## Object position labeling entries
■ ■ ■ ■ ■

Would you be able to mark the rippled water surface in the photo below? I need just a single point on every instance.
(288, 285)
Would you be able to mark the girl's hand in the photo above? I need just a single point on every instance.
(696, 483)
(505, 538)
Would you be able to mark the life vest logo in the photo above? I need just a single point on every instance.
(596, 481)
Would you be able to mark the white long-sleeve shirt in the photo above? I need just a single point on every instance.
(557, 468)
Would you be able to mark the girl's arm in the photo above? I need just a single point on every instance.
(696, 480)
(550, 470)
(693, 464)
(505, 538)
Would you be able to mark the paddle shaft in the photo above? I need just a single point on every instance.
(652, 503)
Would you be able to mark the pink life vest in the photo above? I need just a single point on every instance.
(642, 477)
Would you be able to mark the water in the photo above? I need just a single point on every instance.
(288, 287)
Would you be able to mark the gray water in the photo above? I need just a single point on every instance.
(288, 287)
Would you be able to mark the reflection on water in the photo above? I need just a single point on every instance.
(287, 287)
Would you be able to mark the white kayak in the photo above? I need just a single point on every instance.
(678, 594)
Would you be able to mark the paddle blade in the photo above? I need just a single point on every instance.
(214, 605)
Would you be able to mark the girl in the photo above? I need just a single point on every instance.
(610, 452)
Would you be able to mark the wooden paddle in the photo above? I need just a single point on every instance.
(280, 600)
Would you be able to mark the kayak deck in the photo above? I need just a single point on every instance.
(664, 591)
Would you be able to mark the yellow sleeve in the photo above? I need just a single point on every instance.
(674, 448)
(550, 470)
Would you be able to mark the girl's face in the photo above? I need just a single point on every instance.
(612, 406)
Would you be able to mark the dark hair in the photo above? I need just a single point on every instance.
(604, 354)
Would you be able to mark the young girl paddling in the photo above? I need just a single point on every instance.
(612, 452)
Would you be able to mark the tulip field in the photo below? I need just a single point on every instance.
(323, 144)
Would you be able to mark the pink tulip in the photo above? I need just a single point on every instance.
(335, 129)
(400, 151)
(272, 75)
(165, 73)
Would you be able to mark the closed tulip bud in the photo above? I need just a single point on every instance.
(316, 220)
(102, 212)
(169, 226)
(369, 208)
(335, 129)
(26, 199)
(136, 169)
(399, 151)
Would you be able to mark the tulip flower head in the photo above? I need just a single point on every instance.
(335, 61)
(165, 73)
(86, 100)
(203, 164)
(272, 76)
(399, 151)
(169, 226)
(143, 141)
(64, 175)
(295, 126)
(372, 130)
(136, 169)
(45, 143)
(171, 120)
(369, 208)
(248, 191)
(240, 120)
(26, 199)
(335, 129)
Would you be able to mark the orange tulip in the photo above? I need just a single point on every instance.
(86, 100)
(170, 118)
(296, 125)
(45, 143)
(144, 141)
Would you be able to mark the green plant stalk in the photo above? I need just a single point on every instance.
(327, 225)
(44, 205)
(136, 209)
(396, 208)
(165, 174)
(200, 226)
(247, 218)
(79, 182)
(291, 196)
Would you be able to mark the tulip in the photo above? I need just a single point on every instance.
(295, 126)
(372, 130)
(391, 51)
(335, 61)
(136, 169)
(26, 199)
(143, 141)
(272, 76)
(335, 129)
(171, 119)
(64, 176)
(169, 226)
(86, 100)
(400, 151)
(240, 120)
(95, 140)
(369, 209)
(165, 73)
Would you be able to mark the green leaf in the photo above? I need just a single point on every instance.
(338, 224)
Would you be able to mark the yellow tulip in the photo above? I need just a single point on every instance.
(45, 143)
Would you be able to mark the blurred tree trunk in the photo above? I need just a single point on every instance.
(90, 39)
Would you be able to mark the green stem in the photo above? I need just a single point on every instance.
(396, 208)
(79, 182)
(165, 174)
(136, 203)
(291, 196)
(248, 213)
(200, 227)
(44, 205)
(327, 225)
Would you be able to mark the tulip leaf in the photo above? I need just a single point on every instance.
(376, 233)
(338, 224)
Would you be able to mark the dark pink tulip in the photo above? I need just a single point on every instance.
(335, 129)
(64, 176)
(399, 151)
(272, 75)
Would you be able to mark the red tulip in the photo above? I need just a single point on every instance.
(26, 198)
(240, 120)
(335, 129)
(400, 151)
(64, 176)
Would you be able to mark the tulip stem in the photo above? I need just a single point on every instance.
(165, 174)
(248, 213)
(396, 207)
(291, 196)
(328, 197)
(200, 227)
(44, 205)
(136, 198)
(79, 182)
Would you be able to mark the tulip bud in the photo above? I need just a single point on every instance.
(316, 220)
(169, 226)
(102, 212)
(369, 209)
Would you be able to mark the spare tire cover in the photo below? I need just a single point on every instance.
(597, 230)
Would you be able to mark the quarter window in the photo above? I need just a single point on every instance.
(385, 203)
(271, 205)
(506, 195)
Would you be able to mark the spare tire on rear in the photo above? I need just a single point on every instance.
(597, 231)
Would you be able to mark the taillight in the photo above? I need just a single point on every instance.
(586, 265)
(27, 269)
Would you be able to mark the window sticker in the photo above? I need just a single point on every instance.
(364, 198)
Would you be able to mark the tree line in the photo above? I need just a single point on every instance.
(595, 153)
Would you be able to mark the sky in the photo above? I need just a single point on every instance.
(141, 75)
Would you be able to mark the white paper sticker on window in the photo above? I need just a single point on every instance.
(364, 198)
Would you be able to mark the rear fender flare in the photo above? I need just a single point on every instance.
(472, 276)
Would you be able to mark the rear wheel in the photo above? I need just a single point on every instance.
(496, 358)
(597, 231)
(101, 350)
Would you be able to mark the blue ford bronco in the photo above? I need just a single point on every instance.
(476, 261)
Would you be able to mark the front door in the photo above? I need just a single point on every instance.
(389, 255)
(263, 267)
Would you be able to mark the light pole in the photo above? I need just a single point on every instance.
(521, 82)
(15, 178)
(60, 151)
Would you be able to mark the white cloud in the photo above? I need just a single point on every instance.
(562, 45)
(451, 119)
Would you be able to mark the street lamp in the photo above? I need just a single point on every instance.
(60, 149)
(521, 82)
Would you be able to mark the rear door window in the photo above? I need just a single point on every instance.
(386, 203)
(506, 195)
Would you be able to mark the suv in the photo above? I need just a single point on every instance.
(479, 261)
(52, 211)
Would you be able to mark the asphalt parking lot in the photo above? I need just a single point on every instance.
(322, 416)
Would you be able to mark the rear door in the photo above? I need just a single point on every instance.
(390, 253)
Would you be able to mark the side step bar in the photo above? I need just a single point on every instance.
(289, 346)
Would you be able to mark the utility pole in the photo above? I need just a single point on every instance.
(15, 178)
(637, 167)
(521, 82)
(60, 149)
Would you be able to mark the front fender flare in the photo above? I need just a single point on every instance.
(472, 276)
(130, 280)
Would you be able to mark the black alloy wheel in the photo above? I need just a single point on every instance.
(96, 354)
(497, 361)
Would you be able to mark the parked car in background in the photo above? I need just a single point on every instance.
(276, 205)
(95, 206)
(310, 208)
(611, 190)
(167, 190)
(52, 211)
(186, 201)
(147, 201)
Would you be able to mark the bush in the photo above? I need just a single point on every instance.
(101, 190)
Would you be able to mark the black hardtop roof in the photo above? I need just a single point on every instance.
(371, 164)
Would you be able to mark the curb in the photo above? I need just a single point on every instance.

■ ■ ■ ■ ■

## Exercise objective
Take the entries above and transcribe them in full.

## Worked answer
Would you be able to mark the rippled water surface in the photo below? I need just a single point on every instance.
(288, 285)
Would you be able to mark the girl's hand in the photo above? I need just a single point on every instance.
(696, 483)
(505, 538)
Would you be able to mark the life vest logo in the photo above? I need just a single point on every instance.
(596, 481)
Would you be able to mark the white long-sleeve shirt in the photo above? I need just a single point on every instance.
(557, 468)
Would you be able to mark the girl's arm in the photo above? I need just a single point on every instance.
(696, 480)
(550, 470)
(693, 464)
(505, 538)
Would you be able to mark the paddle shaft in the photo above? I need just a single point on every instance.
(652, 503)
Would you be able to mark the pink life vest in the photo above? I need just a single point on every instance.
(642, 477)
Would you be able to mark the water in the photo above? I need just a single point on every instance.
(288, 287)
Would you be able to mark the gray water in the photo above? I need just a single point on every instance.
(288, 287)
Would you be able to mark the reflection on water in the photo above? I need just a single point on every instance.
(287, 287)
Would you be able to mark the white kayak in the photo above? I need just a single point on every instance.
(678, 594)
Would you be able to mark the paddle blade in the photo above? I need just a single point on every instance.
(214, 605)
Would you be able to mark the girl in the photo above? I need just a single point on every instance.
(610, 452)
Would you be able to mark the wooden paddle in the photo above? I need just a single point on every instance.
(280, 600)
Would you be able to mark the kayak deck in the photo above? I need just a single point on every instance.
(664, 591)
Would you be able to mark the yellow sleeve in the photo above? I need just a single point on every instance.
(674, 448)
(550, 470)
Would you be able to mark the girl's face in the photo above? I need just a single point on every instance.
(612, 406)
Would you be able to mark the dark hair in the photo above? I need just a single point on every instance.
(604, 354)
Would you be able to mark the young girl paddling in the photo above? I need just a single point on every instance.
(612, 452)
Would you be able to mark the tulip field in the photo below? I need just a single point on every instance.
(323, 144)
Would you be able to mark the pink tulip in the photo above? I need just a single point on every instance.
(335, 129)
(400, 151)
(272, 75)
(165, 73)
Would you be able to mark the closed tulip bud in the photo above? I need just a single point on every instance.
(316, 220)
(102, 212)
(169, 226)
(369, 208)
(335, 129)
(26, 199)
(136, 169)
(399, 151)
Would you be able to mark the tulip flower head in the photo above? I need just a single point on every instance.
(335, 61)
(165, 73)
(86, 100)
(203, 164)
(272, 76)
(399, 151)
(169, 226)
(143, 141)
(64, 175)
(295, 126)
(372, 130)
(136, 169)
(45, 143)
(171, 120)
(369, 208)
(248, 191)
(240, 120)
(26, 199)
(335, 129)
Would you be able to mark the orange tulip in the photo above? I need just a single point on every instance.
(86, 100)
(170, 118)
(296, 125)
(45, 143)
(144, 141)
Would you be able to mark the green plant stalk in the photo above? I need just a single point on every instance.
(327, 225)
(44, 205)
(136, 209)
(396, 208)
(165, 174)
(200, 226)
(247, 218)
(79, 182)
(291, 196)
Would you be able to mark the tulip in the photo above? I need just a single point on every instance.
(295, 126)
(372, 130)
(391, 51)
(335, 61)
(136, 169)
(26, 199)
(143, 141)
(272, 76)
(335, 129)
(171, 119)
(64, 176)
(169, 226)
(86, 100)
(400, 151)
(240, 120)
(95, 140)
(369, 209)
(165, 73)
Would you be able to mark the green leaf in the photo above? I need just a single point on every instance.
(338, 224)
Would you be able to mark the yellow tulip in the photo above? I need just a single point on every instance.
(45, 143)
Would you be able to mark the blurred tree trunk in the photo above? I need just a single point on every instance.
(90, 39)
Would you be able to mark the green stem in the photo above? I need just a single point on every instance.
(396, 208)
(79, 182)
(165, 174)
(136, 203)
(291, 196)
(248, 213)
(200, 227)
(44, 205)
(327, 225)
Would you be able to mark the tulip leaf in the photo above? I need just a single point on every instance.
(376, 233)
(338, 224)
Would you be able to mark the dark pink tulip in the photo above? I need just a single point on every instance.
(335, 129)
(64, 176)
(399, 151)
(272, 75)
Would you be able to mark the red tulip in the photo above? I need just a single point on every instance.
(26, 198)
(240, 120)
(335, 129)
(400, 151)
(64, 176)
Would you be able to mark the tulip stem in the photo above? I need just a single point on every instance.
(165, 174)
(248, 213)
(396, 207)
(291, 196)
(328, 197)
(200, 227)
(44, 205)
(136, 198)
(79, 182)
Would you be able to mark the tulip bud in the photo above? I need just a single point on every instance.
(316, 220)
(169, 226)
(102, 212)
(369, 209)
Would you be able to mark the spare tire cover in the photo below? I need just a single point on every instance.
(597, 230)
Would you be able to mark the quarter window in the photo above? I need just a single point on every instance.
(385, 203)
(271, 205)
(506, 195)
Would you be able to mark the spare tire on rear in the photo above? I need just a single point on every instance.
(597, 231)
Would you be able to mark the taillight in the photo above? I need just a single point on every instance.
(586, 265)
(27, 269)
Would you be able to mark the window sticker in the photo above? I need just a single point on every instance.
(364, 198)
Would you be able to mark the tree line in the photo above? I need just a single point on every instance.
(595, 153)
Would you be able to mark the sky in the photo above? I need just a single point on every instance.
(141, 75)
Would you be able to mark the white paper sticker on window in the photo above? I need just a single point on every instance.
(364, 198)
Would you be able to mark the rear fender flare in the photo above? I need just a single point on every instance.
(472, 276)
Would you be able to mark the rear wheel in the photo above? I need just a single point on every instance.
(496, 358)
(597, 231)
(101, 350)
Would you be able to mark the blue ford bronco in the photo above? I need just a single point on every instance.
(476, 261)
Would you be able to mark the front door in the photo above? I need just a single point on every instance.
(389, 255)
(263, 267)
Would you be able to mark the light pole in the photo above? I need just a single point on every instance.
(521, 82)
(15, 178)
(60, 151)
Would you be able to mark the white cloud in the photo above? I need just a single point on every instance.
(562, 45)
(451, 119)
Would you be able to mark the street lamp in the photo above? I need just a single point on every instance.
(60, 149)
(521, 82)
Would you be able to mark the rear door window in the photo above? I need just a single point on every instance.
(386, 203)
(506, 195)
Would you be able to mark the suv in the photo above? I need just a single point on every instance.
(479, 261)
(52, 211)
Would you be able to mark the asphalt parking lot in the photo above? I need just a single point on every instance.
(322, 416)
Would you be able to mark the rear door in the photo above? I need just a single point on every instance.
(390, 253)
Would you be able to mark the side step bar in the photo above? I need just a single point on every instance.
(289, 346)
Would you be able to mark the utility pole in the photo above? I need just a single point on every instance.
(15, 178)
(637, 167)
(521, 82)
(60, 149)
Would you be able to mark the front fender flare in the photo above? I need just a single point on every instance.
(472, 276)
(130, 280)
Would you be able to mark the black alloy wheel in the photo above? I need just a single point on every instance.
(96, 354)
(497, 361)
Would you be able to mark the parked car in background in the photo above? I need just a single point on every instance.
(276, 205)
(95, 206)
(310, 208)
(611, 190)
(167, 190)
(52, 211)
(186, 201)
(147, 201)
Would you be able to mark the bush in the photo above? I need just a single point on every instance.
(101, 190)
Would you be able to mark the black hardtop roof in the photo above? I need just a single point on every instance.
(371, 164)
Would you be able to mark the curb in the photo above? I need just a single point on every instance.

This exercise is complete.